[Recorded data]

◇ ◇ ◇

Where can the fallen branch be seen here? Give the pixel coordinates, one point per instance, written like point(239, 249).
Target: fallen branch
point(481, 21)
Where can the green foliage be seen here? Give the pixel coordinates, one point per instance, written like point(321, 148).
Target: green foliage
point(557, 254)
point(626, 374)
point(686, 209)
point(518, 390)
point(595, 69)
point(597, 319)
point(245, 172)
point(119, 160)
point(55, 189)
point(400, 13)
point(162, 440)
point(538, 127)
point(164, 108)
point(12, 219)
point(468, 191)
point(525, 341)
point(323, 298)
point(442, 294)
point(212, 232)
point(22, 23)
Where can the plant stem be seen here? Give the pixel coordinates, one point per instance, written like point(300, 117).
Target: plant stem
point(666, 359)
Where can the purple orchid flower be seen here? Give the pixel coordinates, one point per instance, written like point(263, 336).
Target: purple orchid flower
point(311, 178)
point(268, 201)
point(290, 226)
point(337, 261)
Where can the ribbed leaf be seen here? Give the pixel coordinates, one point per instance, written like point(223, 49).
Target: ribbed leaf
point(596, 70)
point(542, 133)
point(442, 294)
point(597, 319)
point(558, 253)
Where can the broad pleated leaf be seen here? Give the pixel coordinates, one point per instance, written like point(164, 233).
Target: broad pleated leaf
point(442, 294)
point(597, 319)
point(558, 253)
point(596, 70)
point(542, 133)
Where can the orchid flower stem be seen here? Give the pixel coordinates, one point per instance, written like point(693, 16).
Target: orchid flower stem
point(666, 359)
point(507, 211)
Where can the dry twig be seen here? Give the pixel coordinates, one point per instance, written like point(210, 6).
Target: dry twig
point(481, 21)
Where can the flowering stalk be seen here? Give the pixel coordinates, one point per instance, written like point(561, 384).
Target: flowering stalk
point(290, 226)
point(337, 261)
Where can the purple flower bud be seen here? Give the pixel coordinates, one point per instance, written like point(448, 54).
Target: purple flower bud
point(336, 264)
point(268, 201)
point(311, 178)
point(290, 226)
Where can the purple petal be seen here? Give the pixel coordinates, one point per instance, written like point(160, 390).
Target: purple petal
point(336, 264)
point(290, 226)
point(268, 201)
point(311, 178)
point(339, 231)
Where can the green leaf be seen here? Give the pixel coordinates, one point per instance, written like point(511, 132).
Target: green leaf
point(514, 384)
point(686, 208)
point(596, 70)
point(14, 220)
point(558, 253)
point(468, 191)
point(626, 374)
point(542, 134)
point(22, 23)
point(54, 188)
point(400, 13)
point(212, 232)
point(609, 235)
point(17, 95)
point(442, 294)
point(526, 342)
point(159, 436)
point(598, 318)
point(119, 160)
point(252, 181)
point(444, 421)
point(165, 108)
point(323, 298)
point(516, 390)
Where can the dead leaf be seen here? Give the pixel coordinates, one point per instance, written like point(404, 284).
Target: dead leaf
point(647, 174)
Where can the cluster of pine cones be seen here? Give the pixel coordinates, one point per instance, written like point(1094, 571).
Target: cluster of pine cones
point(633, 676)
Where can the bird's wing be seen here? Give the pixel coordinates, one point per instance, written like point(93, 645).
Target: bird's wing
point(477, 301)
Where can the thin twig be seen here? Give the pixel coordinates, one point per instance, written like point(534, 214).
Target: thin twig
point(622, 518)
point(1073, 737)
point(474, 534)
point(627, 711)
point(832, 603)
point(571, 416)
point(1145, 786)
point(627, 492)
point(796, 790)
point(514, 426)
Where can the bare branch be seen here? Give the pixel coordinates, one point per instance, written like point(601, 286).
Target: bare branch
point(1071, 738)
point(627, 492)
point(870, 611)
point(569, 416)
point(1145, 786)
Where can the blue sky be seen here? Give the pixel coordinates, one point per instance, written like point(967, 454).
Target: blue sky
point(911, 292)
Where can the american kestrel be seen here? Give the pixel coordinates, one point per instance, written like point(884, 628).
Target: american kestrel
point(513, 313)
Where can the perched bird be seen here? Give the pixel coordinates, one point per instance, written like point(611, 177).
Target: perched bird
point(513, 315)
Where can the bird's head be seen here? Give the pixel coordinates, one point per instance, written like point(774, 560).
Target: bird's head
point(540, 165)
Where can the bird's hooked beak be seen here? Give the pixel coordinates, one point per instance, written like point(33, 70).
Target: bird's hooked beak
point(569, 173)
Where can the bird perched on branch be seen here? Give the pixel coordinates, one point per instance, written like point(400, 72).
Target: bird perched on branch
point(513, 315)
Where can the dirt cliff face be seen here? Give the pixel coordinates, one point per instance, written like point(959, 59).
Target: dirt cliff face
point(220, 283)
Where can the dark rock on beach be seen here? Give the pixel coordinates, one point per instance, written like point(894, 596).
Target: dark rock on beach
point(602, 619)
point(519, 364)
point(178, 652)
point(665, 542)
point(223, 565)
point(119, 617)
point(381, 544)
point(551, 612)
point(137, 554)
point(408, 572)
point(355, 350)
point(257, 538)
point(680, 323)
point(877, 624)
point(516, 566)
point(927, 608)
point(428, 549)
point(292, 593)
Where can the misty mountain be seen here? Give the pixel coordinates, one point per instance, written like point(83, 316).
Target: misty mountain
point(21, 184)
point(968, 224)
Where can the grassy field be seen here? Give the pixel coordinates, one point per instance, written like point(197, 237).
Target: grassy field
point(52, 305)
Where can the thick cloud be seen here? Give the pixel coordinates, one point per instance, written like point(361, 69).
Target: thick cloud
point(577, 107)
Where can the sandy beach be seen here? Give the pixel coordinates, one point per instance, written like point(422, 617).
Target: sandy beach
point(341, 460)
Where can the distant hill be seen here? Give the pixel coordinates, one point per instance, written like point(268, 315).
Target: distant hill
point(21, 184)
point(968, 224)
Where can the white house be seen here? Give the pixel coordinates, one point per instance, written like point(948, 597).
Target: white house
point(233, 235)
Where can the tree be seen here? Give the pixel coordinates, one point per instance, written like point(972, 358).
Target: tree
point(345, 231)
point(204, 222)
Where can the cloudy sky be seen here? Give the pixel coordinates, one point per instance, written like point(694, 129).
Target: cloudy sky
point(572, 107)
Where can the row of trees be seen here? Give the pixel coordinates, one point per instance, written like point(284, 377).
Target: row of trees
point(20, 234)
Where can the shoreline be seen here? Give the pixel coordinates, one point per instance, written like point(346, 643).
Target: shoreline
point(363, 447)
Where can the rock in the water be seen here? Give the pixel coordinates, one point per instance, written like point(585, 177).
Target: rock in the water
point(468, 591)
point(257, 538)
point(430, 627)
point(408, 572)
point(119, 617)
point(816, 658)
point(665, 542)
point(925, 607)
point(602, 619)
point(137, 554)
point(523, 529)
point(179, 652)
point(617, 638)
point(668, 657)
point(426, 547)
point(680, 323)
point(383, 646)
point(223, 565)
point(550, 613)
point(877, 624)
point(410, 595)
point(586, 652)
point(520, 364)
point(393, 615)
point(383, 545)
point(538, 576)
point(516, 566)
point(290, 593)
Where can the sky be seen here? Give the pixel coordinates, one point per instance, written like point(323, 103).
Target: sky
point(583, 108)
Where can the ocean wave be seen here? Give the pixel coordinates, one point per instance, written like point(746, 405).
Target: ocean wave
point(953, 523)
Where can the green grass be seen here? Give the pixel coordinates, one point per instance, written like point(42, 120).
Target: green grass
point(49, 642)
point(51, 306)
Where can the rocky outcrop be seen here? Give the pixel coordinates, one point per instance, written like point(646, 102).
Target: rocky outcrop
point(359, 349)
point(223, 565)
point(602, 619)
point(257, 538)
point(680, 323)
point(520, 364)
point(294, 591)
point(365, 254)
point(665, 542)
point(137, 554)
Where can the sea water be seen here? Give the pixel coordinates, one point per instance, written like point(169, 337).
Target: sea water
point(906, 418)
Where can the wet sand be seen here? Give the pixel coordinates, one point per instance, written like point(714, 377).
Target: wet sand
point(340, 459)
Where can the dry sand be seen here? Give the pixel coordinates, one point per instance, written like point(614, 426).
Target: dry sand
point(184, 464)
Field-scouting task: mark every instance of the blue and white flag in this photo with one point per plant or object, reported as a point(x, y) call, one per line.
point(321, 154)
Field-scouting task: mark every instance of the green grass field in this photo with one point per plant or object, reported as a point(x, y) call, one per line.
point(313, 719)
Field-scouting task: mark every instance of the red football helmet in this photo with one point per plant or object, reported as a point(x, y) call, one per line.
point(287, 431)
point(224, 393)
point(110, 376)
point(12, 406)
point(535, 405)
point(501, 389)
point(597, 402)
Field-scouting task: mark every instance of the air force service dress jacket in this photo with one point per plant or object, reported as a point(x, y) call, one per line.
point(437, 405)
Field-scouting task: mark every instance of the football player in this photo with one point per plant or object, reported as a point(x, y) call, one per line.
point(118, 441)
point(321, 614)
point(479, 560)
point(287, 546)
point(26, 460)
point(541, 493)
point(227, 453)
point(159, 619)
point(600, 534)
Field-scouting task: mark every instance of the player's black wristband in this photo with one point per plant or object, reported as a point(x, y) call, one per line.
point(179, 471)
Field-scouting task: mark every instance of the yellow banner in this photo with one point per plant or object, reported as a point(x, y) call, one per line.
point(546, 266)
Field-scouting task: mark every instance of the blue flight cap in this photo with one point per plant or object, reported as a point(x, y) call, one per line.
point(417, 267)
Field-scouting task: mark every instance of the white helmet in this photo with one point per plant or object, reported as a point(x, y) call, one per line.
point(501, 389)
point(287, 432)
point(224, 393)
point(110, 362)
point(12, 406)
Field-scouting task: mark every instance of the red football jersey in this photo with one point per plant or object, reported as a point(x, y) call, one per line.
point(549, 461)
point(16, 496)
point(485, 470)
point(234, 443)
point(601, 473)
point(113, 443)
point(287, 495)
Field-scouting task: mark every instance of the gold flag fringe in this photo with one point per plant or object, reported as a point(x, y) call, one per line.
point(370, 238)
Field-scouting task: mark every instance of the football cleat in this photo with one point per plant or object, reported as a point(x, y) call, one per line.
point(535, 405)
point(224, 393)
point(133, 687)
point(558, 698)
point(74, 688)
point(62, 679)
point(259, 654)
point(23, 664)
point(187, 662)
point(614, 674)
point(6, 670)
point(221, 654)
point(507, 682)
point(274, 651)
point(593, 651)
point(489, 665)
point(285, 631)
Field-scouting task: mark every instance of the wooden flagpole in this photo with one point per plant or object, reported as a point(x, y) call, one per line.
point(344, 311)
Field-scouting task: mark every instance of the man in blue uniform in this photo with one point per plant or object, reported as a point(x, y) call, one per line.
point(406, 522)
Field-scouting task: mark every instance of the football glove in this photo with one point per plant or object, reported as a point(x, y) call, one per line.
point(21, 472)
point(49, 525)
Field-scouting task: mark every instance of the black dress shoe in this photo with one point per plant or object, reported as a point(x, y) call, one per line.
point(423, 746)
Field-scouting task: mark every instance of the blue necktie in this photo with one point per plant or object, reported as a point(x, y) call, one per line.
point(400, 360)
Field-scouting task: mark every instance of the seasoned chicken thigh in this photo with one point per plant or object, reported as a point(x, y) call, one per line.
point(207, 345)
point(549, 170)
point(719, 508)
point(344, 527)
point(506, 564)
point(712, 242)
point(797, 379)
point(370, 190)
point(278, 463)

◇ ◇ ◇

_Prompt_
Reproduce exactly the lines from the one containing "Field-scouting task: mark every instance of the seasoned" through the last line of the records, both included, and nothing else.

_Solved exercise_
Field-scouting task: mark every instance of the seasoned chicken thigh in this photo with one point per plant or object, reported as a point(x, y) call, one per line.
point(207, 345)
point(549, 170)
point(719, 508)
point(344, 527)
point(506, 564)
point(712, 242)
point(797, 379)
point(370, 190)
point(278, 463)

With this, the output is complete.